[Required task] Locate every line in the records below that contains the word "cluster" and copy each of those lines in full.

[Dataset records]
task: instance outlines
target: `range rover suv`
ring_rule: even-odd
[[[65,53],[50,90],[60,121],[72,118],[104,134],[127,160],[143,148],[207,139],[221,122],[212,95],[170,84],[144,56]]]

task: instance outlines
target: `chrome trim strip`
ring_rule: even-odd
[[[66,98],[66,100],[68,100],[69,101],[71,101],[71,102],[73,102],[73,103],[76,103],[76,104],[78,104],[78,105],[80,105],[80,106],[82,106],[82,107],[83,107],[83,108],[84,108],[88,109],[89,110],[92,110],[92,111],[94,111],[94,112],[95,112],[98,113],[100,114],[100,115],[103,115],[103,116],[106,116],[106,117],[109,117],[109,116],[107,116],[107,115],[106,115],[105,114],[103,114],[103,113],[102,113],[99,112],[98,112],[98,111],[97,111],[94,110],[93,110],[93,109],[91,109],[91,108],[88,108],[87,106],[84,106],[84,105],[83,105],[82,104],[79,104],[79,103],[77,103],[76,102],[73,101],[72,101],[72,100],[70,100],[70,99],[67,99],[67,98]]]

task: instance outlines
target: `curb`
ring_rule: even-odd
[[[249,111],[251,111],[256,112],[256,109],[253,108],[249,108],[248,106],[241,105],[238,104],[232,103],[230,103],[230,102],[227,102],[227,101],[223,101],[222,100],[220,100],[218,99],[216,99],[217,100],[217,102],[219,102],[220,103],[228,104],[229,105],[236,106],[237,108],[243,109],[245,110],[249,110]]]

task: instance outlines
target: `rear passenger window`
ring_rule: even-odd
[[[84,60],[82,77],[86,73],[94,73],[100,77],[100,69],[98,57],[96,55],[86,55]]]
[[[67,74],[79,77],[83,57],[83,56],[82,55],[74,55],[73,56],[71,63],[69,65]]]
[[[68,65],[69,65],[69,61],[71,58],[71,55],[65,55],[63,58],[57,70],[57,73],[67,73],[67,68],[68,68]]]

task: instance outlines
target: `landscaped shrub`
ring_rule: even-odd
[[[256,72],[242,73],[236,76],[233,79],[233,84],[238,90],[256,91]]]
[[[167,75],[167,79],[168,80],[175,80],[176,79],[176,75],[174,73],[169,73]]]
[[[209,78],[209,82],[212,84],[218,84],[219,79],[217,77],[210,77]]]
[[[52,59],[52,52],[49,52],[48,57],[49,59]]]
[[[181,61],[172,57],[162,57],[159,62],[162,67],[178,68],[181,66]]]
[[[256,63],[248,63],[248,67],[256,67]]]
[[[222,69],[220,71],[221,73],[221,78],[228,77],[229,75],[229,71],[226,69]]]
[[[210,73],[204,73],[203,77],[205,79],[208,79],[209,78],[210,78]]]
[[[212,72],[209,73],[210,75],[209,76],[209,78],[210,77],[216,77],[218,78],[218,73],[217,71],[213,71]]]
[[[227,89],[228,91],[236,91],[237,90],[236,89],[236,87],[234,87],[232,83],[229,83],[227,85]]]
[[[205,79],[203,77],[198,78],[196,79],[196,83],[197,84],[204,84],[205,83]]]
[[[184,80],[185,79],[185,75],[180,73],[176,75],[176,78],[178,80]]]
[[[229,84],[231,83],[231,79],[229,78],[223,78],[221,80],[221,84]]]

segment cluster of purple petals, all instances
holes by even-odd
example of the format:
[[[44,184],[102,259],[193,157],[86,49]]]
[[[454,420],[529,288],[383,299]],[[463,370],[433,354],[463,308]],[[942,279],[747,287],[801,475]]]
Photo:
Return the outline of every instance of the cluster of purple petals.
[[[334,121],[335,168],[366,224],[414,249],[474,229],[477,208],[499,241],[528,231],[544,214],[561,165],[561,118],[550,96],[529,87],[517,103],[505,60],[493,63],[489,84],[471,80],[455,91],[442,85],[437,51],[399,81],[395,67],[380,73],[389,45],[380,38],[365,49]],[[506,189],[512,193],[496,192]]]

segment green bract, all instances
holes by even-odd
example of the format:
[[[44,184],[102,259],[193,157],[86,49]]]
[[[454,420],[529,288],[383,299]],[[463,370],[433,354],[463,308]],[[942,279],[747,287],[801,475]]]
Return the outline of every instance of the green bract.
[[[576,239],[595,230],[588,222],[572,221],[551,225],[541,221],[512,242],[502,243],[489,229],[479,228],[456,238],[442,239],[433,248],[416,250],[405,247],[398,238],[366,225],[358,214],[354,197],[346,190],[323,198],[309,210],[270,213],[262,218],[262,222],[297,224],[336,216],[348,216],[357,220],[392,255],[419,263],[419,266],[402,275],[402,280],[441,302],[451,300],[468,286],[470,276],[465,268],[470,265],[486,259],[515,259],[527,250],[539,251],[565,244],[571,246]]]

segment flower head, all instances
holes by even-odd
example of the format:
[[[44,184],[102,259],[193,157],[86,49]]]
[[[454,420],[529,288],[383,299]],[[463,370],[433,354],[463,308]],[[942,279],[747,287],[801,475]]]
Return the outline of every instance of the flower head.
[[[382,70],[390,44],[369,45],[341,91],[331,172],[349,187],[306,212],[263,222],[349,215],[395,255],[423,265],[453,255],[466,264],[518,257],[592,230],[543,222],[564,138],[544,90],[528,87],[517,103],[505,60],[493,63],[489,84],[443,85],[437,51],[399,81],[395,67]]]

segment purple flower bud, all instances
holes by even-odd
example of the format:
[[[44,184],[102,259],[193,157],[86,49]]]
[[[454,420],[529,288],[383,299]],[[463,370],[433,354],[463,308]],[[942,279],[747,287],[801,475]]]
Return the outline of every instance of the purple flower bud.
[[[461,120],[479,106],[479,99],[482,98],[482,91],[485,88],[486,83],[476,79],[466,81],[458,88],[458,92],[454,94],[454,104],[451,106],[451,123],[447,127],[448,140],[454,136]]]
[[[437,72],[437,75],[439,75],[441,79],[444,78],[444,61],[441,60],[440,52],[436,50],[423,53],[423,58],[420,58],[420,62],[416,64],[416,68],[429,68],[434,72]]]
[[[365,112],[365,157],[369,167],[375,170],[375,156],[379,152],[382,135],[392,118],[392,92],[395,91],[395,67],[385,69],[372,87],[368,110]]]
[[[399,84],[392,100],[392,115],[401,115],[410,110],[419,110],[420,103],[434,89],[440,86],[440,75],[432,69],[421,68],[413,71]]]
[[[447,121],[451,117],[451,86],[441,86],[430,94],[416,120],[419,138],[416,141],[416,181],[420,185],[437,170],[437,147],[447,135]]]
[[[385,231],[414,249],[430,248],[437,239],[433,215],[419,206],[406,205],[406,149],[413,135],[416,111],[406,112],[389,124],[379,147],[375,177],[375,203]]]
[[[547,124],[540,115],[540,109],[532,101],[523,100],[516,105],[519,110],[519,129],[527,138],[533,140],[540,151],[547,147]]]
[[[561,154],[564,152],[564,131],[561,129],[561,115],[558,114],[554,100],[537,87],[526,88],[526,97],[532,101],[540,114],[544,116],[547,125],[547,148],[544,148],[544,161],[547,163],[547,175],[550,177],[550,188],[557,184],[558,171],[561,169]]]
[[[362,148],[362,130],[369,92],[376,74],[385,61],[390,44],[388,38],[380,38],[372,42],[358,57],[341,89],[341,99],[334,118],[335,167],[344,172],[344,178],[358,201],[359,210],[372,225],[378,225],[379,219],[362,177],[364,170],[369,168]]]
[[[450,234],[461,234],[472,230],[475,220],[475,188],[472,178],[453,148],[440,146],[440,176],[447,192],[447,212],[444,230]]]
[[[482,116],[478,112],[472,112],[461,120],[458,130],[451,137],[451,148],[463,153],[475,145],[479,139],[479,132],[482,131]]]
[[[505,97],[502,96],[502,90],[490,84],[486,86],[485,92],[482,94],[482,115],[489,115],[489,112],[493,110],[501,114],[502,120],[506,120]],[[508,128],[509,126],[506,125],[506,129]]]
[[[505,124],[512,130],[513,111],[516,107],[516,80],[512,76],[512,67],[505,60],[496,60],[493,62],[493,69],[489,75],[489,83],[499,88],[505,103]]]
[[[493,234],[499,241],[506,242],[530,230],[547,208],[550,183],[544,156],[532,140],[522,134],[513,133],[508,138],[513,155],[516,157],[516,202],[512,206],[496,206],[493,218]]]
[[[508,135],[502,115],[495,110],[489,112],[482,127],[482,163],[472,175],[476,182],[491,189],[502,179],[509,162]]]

[Answer below]
segment cluster of purple petals, all instances
Return the outline of every instance of the cluster of purple petals.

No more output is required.